▸ **Textauszug**:
+-------+
Wir sind nicht allein! In unserem Darm tummeln sich Billionen von Mitbewohnern: Bakterien, die uns bei der Verdauung der Nahrung unterstützen. Man spricht von der Mikroflora des Darmes oder auch - neuerdings häufiger - vom Mikrobiom. Eine Heerschar nützlicher Helfer! Doch die könnte auch für den verflixten Jojo-Effekt verantwortlich sein. Also dafür, dass Übergewichtige nach einer zunächst erfolgreichen Diät doch wieder kräftig zunehmen und alles umsonst war.
Dass das Darm-Mikrobiom dahintersteckt, lassen neue Untersuchungen am Weizmann-Institut für Wissenschaften in Israel vermuten. Der Biologe Eran Segal, einer der Studienleiter:
"Im Laufe der Evolution hat sich unser Darm-Mikrobiom zu einem hilfreichen Partner entwickelt. In diesem Fall aber arbeitet es gegen uns und führt dazu, dass wir doch wieder zunehmen."
Segal und seine Kollegen provozierten den Jojo-Effekt bei Labormäusen. Erst gaben sie ihnen fettreiches Futter, dann setzten sie die Tiere auf Diät, um ihnen am Ende wieder Fettes vorzusetzen. Die Mäuse wurden dicker, nahmen ab und dann wieder zu.
"Das Mikrobiom blieb bis zu sechs Monate lang unverändert"
Dabei untersuchten die Forscher, was sich auf molekularer Ebene im Darmtrakt der Mäuse abspielte. Und sie stellten fest: Das Mikrobiom reagierte nicht auf die Nahrungsumstellung.
+-------+
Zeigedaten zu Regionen
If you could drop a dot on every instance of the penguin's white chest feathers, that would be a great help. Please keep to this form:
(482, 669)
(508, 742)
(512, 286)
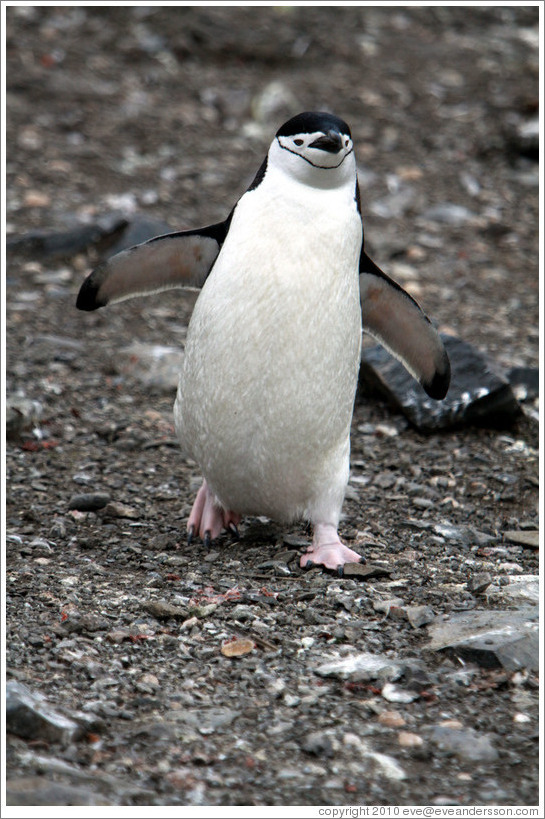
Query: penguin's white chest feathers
(266, 393)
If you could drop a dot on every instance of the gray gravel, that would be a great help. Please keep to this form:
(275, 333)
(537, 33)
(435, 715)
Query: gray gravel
(142, 672)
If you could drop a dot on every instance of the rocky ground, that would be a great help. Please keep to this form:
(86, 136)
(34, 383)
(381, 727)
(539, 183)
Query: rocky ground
(225, 675)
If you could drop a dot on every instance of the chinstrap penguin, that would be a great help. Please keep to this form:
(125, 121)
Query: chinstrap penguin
(266, 392)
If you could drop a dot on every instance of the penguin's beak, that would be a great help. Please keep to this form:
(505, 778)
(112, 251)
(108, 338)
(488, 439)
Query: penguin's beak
(330, 142)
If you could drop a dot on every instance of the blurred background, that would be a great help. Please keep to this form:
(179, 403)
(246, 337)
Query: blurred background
(169, 111)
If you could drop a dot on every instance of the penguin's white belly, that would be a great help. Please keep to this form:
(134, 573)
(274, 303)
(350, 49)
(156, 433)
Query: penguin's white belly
(266, 393)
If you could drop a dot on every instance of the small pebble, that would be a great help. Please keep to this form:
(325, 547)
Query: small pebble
(408, 740)
(89, 501)
(393, 719)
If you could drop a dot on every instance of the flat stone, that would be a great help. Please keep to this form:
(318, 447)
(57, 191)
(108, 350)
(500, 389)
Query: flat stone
(33, 790)
(114, 509)
(521, 588)
(154, 365)
(419, 615)
(364, 571)
(492, 638)
(361, 667)
(29, 715)
(162, 610)
(529, 539)
(466, 744)
(478, 582)
(478, 394)
(89, 501)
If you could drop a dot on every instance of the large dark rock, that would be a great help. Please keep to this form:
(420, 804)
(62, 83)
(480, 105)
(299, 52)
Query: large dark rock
(478, 393)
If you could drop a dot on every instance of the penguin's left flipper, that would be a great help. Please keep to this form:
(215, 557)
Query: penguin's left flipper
(182, 259)
(395, 319)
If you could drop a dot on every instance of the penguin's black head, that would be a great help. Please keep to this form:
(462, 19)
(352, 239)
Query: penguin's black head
(321, 139)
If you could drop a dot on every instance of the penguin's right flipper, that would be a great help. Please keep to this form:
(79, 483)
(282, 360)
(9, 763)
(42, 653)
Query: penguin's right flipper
(182, 259)
(396, 320)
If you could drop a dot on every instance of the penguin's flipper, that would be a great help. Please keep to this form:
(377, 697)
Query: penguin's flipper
(395, 319)
(182, 259)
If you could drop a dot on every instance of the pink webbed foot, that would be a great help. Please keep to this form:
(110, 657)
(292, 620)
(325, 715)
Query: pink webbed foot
(207, 518)
(327, 550)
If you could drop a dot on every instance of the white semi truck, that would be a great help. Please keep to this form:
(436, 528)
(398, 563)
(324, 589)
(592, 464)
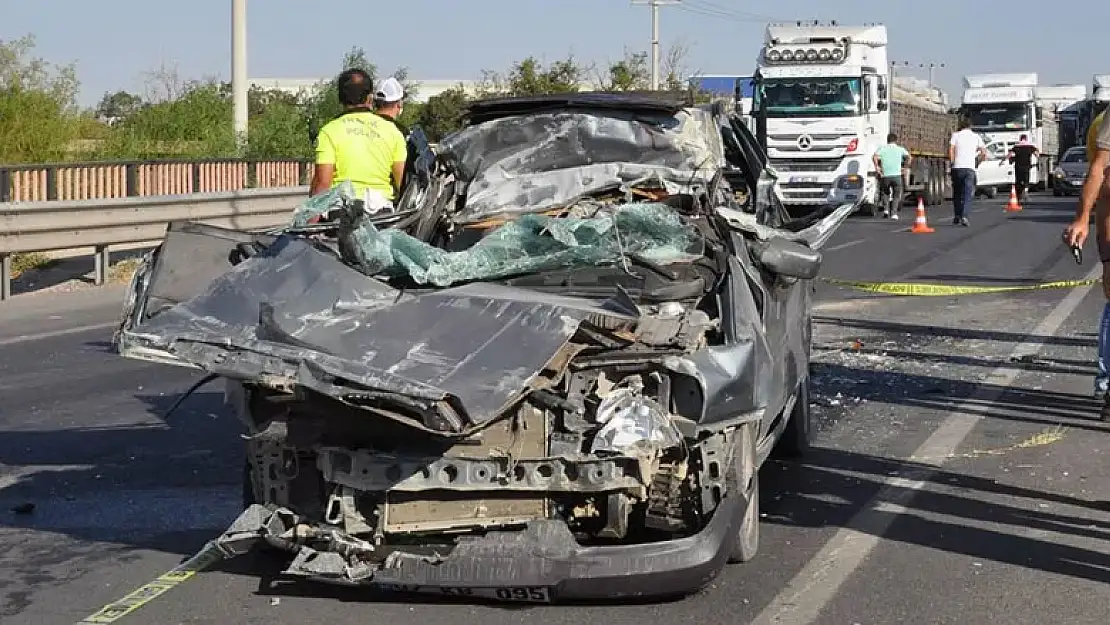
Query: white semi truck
(824, 102)
(1002, 107)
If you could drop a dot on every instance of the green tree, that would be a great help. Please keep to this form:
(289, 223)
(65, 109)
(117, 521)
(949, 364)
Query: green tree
(38, 104)
(195, 124)
(531, 77)
(443, 113)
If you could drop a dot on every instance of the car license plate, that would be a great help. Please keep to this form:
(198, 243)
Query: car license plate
(521, 594)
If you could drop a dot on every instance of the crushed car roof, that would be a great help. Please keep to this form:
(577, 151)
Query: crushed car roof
(494, 108)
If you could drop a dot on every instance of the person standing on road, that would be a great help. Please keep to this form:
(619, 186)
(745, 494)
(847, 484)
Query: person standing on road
(889, 161)
(389, 100)
(1021, 155)
(966, 150)
(1096, 194)
(360, 145)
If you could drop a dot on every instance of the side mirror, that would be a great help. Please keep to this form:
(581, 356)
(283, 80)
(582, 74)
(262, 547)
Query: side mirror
(789, 259)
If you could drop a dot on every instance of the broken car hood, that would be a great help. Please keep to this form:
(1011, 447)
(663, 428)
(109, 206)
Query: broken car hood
(294, 316)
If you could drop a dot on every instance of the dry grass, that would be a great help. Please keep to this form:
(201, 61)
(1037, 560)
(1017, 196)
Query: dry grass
(28, 261)
(122, 271)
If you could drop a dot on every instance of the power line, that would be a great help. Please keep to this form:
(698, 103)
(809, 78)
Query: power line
(713, 10)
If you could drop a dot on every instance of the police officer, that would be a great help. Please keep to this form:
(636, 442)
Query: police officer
(1021, 155)
(1095, 195)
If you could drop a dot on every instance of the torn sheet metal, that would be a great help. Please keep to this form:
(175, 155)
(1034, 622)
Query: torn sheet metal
(477, 346)
(533, 162)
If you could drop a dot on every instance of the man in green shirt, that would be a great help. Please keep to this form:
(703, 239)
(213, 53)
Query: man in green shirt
(360, 145)
(889, 161)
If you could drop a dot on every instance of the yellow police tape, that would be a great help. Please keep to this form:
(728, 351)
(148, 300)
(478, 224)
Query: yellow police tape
(941, 290)
(149, 592)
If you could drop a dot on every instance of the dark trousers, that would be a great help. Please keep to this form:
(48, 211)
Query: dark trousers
(962, 191)
(1021, 181)
(892, 193)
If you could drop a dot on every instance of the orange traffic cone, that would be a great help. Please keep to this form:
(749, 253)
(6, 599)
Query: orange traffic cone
(920, 225)
(1013, 205)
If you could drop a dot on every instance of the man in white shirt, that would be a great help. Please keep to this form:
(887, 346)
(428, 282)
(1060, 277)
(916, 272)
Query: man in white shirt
(966, 151)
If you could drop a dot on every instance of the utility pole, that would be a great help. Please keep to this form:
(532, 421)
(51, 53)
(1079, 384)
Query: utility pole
(655, 36)
(239, 87)
(931, 67)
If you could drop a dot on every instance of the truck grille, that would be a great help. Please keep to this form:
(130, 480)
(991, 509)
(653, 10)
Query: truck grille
(806, 164)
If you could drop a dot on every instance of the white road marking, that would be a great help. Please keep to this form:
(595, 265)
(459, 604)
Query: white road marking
(53, 333)
(801, 601)
(845, 245)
+-------+
▸ **Aufgaben**:
- a) An welchen Tieren lösten Segal und seine Kollegen laut dem Textauszug zum Darm-Mikrobiom den Jojo-Effekt aus?
- b) Gib den Textauszug zum Darm-Mikrobiom wortgetreu wieder, beginnend bei „Wir sind nicht“ und endend bei „alles umsonst war.“.
- c) Setze den Textauszug zum Darm-Mikrobiom nach seinem letzten Satz fort.
Die Datensätze sind hierfür ohne Belang.

▸ **Lösungen**:
- a) An Labormäusen.

- b)
Wir sind nicht allein! In unserem Darm tummeln sich Billionen von Mitbewohnern: Bakterien, die uns bei der Verdauung der Nahrung unterstützen. Man spricht von der Mikroflora des Darmes oder auch - neuerdings häufiger - vom Mikrobiom. Eine Heerschar nützlicher Helfer! Doch die könnte auch für den verflixten Jojo-Effekt verantwortlich sein. Also dafür, dass Übergewichtige nach einer zunächst erfolgreichen Diät doch wieder kräftig zunehmen und alles umsonst war.

- c)
Durch die fettreiche Kost änderte die Bakterien-Kommune anfangs ihre Zusammensetzung. Das führte zu einer schlechteren Verbrennung der aufgenommenen Nahrungsenergie. Und diesen Modus behielt das Mikrobiom einfach bei - während der Diät und auch noch lange danach. Ein überraschender Befund auch für den Mediziner und Immunologen Eran Elinav:
"Das Mikrobiom blieb bis zu sechs Monate lang unverändert. In diesem Zustand behält es quasi das Gedächtnis für die vorhergehende fettreiche Ernährung - selbst nach einer erfolgreichen Diät. Wenn man den Mäusen dann wieder fettreiche Kost anbietet, steigt bei ihnen das Risiko, sogar noch dicker zu werden."
Interessant auch: Die Forscher entwickelten ein Computermodell, mit dem sie das Ausmaß des Jojo-Effektes ziemlich genau vorhersagen konnten - allein gestützt auf die beobachteten Veränderungen des Darm-Mikrobioms, wie Eran Segal und seine Ko-Autoren in ihrer Studie schreiben:
"Wir möchten betonen, dass wir mit Mäusen gearbeitet haben. Und dass man erst noch überprüfen muss, ob das alles auch auf den Menschen übertragbar ist. Aber wir glauben: Das Mikrobiom kann bei uns auf ganz ähnliche Weise zum Jojo-Effekt führen."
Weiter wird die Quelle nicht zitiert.